**BRANO DI TESTO:**

================================

Lessico
Battriana o Bactriana
Regione storica dell'Asia centro-occidentale, corrispondente in gran parte all'Afghanistan settentrionale, di cui occupa (dal 1841) la sezione compresa tra l'Amudarja (a Nord) e il versante nord-occidentale della catena dell'Hindukush (a Est). Costituita da una pianura steppica e desertica, presenta zone fertili in prossimità dei corsi d'acqua, tanto da essere la regione economicamente più produttiva di tutto il Paese. Abitata da gruppi nomadi e seminomadi, vi è diffuso l'allevamento della pecora karakul, la cui pelle costituisce uno dei più importanti prodotti d'esportazione. Centro principale è Balkh.
Balkh (anche Wazirabad) - Città dell'Afghanistan, nella provincia e presso il fiume omonimi, non lontano dal capoluogo Mazar-e Sharif, in una fertile regione agricola. Oggi di modesta importanza, nell'antichità rivaleggiava in grandezza con Ninive e Babilonia. Era una città sacra dello zoroastrismo, e costituiva una tappa obbligata nei tragitti commerciali verso l'India e la Cina. Con il nome di Bactra divenne capitale della Bactriana o Battriana (VI-IV secolo aC), e del regno greco-battriano, in seguito alla conquista da parte di Alessandro Magno, avvenuta nel 328 aC. Subì in seguito varie dominazioni, prima di cadere sotto il controllo degli afghani nel XVIII secolo. Abitanti: 10.000.
Storia della Battriana - Antica satrapia persiana, conquistata prima da Ciro II (540 aC) e poi da Alessandro Magno (329 aC), diventò con i Diadochi satrapia dell'Impero seleucide. Intorno al 250 aC il satrapo Diodoto la rese indipendente, costituì il regno ellenobactriano e conquistò la Sogdiana. L'importanza religiosa della Battriana come baluardo contro i barbari fu riconosciuta da Antioco III il Grande che, alla fine del sec. III aC, dopo aver combattuto contro Eutidemo di Magnesia, proclamatosi re di Battriana, riconobbe la necessità di giungere a un accordo proprio in vista dell'importanza strategica del regno. La pace fu sancita dal matrimonio di una figlia di Antioco con Demetrio, figlio di Eutidemo. Più tardi Demetrio si spinse fino al Punjab.
Nel 167 aC la Battriana e le sue province iraniche caddero in mano di Eucratide, cugino di Antioco IV, che regnò fino al 130 aC ca., quando iniziarono, come risulta da testimonianze numismatiche, le invasioni di popoli di stirpe indo-scitica (Kusana); tra i re di questo periodo ricordiamo Kaniska, protettore del buddhismo.

================================

**DATI FORNITI:**
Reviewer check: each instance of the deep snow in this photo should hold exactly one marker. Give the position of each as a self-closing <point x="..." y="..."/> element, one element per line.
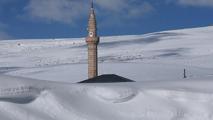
<point x="156" y="61"/>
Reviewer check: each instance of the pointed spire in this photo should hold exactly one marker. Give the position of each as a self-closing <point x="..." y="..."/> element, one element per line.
<point x="92" y="4"/>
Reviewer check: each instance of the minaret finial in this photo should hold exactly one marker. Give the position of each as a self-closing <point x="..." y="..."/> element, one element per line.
<point x="92" y="4"/>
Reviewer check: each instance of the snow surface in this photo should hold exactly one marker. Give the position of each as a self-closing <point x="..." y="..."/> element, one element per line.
<point x="38" y="78"/>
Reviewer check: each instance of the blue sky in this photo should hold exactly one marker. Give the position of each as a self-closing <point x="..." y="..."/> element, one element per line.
<point x="68" y="18"/>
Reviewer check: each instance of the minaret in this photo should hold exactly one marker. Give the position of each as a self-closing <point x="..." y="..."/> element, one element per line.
<point x="92" y="42"/>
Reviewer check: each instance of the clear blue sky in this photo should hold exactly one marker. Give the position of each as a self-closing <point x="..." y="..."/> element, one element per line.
<point x="68" y="18"/>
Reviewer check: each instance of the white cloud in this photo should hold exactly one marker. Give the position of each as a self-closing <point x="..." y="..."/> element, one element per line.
<point x="56" y="10"/>
<point x="68" y="11"/>
<point x="126" y="8"/>
<point x="197" y="2"/>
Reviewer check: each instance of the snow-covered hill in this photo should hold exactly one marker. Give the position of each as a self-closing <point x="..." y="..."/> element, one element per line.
<point x="156" y="61"/>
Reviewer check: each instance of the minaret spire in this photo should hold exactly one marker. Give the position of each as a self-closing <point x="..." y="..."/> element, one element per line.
<point x="92" y="42"/>
<point x="92" y="4"/>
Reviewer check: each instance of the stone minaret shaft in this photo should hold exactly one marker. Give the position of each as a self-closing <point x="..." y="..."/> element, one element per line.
<point x="92" y="42"/>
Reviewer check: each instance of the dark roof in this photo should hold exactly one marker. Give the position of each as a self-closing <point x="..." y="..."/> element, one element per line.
<point x="108" y="78"/>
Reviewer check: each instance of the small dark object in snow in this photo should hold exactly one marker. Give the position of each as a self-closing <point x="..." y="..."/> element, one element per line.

================================

Trascrivi parola per parola il tratto del testo sulla Battriana che si apre con le parole contenenti "Nel 167 aC la" e si chiude con "protettore del buddhismo.".

**SOLUZIONE DELL'ESERCIZIO:**
Nel 167 aC la Battriana e le sue province iraniche caddero in mano di Eucratide, cugino di Antioco IV, che regnò fino al 130 aC ca., quando iniziarono, come risulta da testimonianze numismatiche, le invasioni di popoli di stirpe indo-scitica (Kusana); tra i re di questo periodo ricordiamo Kaniska, protettore del buddhismo.